→ **PROVIDED TEXT**
#####

Article
If you own your medical practice, your goal should not be simply to protect your personal wealth from the practice's creditors. While this is certainly a mandatory first step, you must do more.
It only makes sense - you have probably invested much of your personal wealth into your practice; why would you then want to protect only your personal assets, while leaving your practice completely vulnerable? You wouldn't. Yet this is what most physicians do.
While advanced protection might include tools like nonqualified plans and captive insurance companies (beyond the scope of this short article), the first step in transforming your practice into a financial fortress is to remove the practice's most valuable asset from the practice's operating legal entity.
Your strategy: make your operating practice entity as poor as possible. Then, lawsuit plaintiffs have little to gain by attacking the practice beyond insurance coverage. Establish other legal entities to own valuable assets and then lease or license these assets to the operating business entity.

#####

→ **ACTIVITY LIST**
1. For each statement, answer yes or no based on the article on protecting a medical practice from creditors, and quote the words that settle it. (a) Most physicians protect their personal assets while leaving their practice vulnerable. (b) The article explains in detail how captive insurance companies work. (c) The recommended strategy is to make the operating practice entity as poor as possible.
2. Carry on the article on protecting a medical practice from creditors, beginning after its final sentence.
The records are separate from the article on protecting a medical practice from creditors.

#####

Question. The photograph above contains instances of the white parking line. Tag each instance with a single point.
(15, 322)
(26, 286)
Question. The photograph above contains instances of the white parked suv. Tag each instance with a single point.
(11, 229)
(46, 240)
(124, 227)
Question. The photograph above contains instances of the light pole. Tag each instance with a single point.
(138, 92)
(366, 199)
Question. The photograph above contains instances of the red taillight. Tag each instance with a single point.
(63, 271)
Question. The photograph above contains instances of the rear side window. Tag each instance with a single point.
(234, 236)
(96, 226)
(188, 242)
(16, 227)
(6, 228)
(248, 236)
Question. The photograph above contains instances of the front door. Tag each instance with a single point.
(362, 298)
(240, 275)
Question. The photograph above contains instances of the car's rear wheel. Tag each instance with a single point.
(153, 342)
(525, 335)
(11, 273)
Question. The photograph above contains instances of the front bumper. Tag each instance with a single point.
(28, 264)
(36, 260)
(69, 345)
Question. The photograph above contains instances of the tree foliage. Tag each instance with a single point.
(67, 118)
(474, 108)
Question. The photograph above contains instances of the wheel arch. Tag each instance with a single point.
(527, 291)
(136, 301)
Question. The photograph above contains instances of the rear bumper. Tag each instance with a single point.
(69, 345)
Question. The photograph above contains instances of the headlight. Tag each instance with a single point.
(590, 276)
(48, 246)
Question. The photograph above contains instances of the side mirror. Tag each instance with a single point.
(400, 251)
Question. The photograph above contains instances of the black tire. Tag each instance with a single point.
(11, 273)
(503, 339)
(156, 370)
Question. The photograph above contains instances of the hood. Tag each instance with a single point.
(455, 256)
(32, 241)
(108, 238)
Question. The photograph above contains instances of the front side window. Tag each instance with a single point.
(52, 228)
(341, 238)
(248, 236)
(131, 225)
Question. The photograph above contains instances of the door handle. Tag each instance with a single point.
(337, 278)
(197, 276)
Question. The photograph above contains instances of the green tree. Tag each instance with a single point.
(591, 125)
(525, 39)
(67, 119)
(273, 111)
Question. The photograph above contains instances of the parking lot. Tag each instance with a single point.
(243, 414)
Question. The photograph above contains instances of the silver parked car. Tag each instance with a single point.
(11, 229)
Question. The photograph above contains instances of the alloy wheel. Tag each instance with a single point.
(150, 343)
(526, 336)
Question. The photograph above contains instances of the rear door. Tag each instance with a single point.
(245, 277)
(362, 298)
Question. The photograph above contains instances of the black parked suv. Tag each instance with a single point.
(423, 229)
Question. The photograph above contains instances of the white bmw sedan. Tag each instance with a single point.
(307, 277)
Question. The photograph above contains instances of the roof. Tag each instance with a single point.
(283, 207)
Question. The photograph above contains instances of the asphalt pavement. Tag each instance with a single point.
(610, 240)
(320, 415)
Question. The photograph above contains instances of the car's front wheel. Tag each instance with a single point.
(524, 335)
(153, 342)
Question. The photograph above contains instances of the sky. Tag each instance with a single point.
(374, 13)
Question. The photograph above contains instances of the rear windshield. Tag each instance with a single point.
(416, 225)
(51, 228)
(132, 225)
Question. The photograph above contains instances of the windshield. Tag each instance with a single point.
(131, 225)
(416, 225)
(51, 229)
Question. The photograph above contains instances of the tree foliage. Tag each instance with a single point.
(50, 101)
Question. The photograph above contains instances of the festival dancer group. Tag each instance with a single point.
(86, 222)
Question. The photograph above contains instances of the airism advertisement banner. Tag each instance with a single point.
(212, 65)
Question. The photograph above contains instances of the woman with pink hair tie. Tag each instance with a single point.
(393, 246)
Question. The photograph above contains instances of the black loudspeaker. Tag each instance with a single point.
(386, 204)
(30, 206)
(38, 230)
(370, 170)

#####

→ **RESULTS BY TASK**
1.
(a) Yes: "Yet this is what most physicians do."
(b) No: "beyond the scope of this short article"
(c) Yes: "make your operating practice entity as poor as possible"

2.
The following tactics illustrate this strategy.
AR segregation
A practice can effectively shield what is most often the most valuable entity for a medical practice - its accounts receivable (AR).
While thousands of practices attempt to shield their ARs through the AR financing technique noted below, despite all of its inherent tax pitfalls and interest rate and investment risk, relatively few have implemented this tactic here - which has no tax benefit or financial risks whatsoever. It simply involves a "lease back" type tactic with the AR between a limited liability company (LLC) for each physician and the medical practice using a collection agreement and, often, a simple non-substantive modification of a physician's employment agreement.
Using this technique, if the practice is ever hit with a multi-million dollar judgment beyond coverage limits, the collection agreement can be terminated, thereby shielding the AR completely. Rather than losing millions in AR to a plaintiff (which would occur if ARs were owned by the practice), the physician owners could ultimately settle the claim for pennies or walk away completely, with the AR collected by a new operating entity in a matter of weeks.
AR factoring
In this technique, a practice sells its AR to a third party.
Obviously, once the practice no longer owns its AR, a lawsuit against the practice would have no claim against the AR.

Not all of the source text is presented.